SHORT EXERCISE: Rescale the lines running from the one containing "Target = camera body" through the last line, both included. Reproduce them in full with their requests, and multiply every pixel coordinate in the answers by 1.65, rounding to whole numbers with halves rounded up and omitting the pictures.

INPUT FOR THIS TASK:
▬▬▬▬▬▬▬▬▬▬
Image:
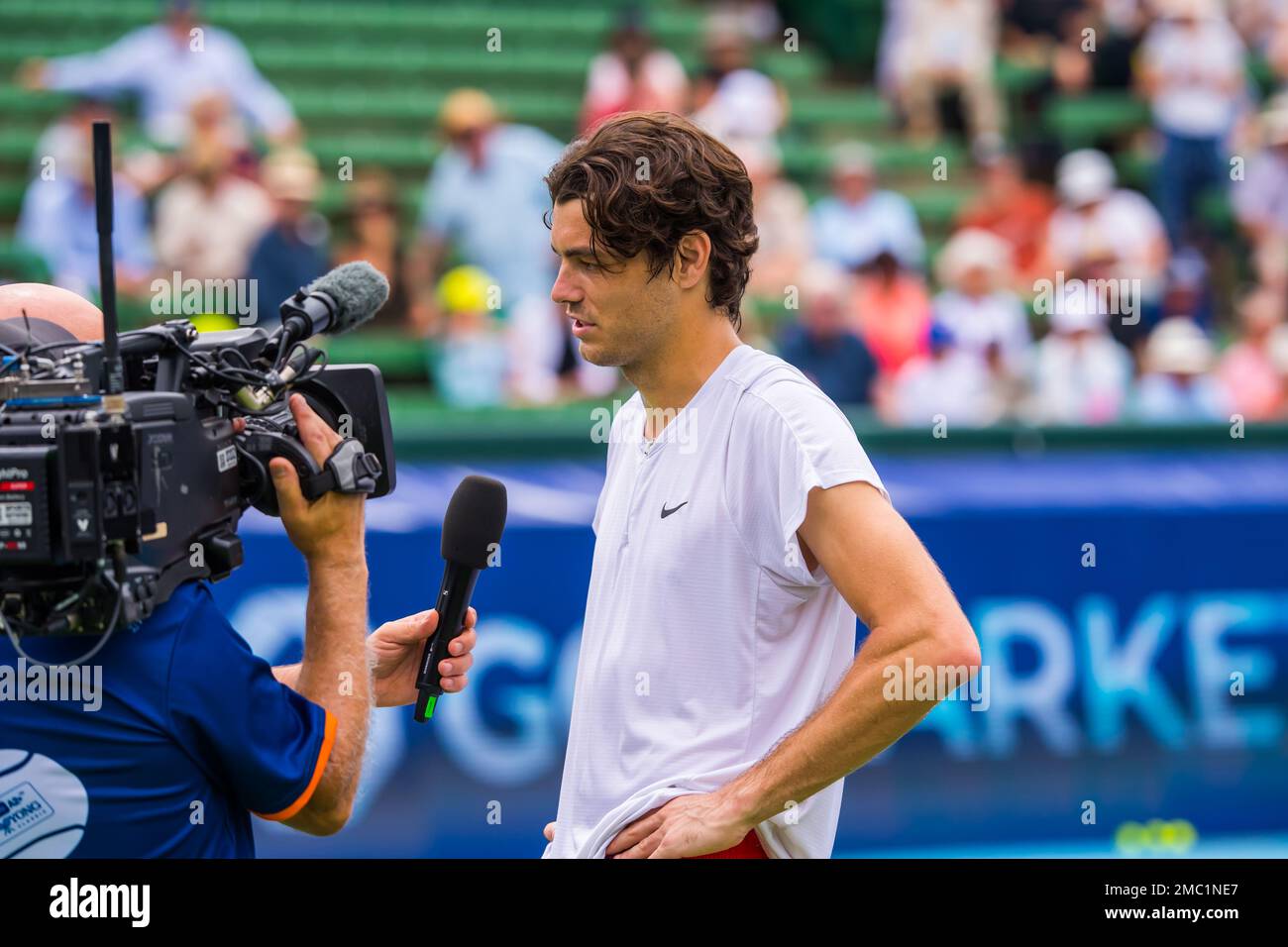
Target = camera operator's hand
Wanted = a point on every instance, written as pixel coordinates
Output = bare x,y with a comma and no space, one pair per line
394,651
330,527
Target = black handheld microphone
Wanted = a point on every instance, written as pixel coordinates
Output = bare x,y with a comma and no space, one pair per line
472,532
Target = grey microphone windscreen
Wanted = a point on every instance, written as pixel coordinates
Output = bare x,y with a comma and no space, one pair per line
359,290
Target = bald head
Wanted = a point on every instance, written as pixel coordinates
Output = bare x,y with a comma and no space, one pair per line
60,307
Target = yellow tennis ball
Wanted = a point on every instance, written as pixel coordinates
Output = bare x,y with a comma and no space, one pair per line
465,289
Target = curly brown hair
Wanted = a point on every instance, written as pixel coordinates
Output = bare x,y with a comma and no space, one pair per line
649,178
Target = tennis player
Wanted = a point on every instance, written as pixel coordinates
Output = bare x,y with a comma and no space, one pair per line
719,702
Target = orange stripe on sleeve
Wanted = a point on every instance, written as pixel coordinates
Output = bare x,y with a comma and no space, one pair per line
323,755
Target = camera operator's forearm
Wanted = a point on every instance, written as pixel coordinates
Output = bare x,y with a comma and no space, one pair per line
335,674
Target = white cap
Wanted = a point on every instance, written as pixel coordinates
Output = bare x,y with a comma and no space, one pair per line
973,249
1177,347
1077,312
1085,175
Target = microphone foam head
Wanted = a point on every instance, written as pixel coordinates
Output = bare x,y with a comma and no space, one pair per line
475,519
359,290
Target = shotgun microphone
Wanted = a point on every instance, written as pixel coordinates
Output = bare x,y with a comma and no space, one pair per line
472,534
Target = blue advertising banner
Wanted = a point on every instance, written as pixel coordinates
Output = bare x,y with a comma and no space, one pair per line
1132,613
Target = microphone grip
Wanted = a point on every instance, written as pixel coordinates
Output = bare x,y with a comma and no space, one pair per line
454,600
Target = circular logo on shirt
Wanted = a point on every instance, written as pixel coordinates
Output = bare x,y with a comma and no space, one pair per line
43,806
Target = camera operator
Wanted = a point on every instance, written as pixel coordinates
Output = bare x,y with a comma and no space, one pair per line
187,732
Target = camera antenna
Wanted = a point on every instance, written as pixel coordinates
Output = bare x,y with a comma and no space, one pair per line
112,368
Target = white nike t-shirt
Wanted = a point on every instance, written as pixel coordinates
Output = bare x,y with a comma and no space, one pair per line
707,638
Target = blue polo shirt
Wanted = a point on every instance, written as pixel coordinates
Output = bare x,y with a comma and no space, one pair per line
185,735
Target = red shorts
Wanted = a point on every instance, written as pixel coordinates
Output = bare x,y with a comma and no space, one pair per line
747,848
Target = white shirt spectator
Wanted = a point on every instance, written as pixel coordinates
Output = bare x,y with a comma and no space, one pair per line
210,235
851,235
1080,380
1125,227
661,73
978,322
745,105
170,76
1197,69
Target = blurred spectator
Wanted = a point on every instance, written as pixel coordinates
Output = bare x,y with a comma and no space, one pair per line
893,312
977,307
1176,384
1081,373
168,65
56,222
1102,232
469,361
1098,46
374,235
292,250
857,222
730,98
209,219
947,381
1247,369
1193,73
485,200
1014,209
758,20
1030,30
947,47
632,75
782,221
822,344
1261,198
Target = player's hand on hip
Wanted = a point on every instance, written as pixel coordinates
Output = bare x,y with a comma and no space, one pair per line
329,527
687,826
394,651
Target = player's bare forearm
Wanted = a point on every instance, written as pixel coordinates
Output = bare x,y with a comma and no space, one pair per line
851,727
889,579
335,674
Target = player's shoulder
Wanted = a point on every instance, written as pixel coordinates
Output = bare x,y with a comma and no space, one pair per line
774,393
768,381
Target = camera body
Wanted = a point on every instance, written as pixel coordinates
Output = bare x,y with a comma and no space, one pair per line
108,502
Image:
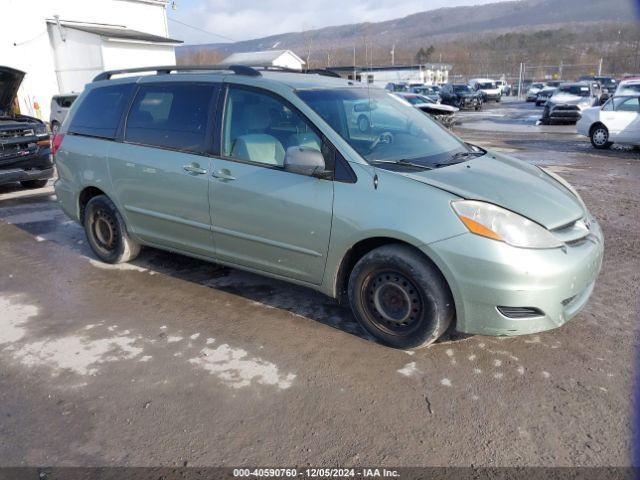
▬▬▬▬▬▬▬▬▬▬
REPLY:
Target = camera body
Wanted = a point on every instance, written as pixel coordinates
Output = bare x,y with a comma and no space, one pair per line
178,828
Image:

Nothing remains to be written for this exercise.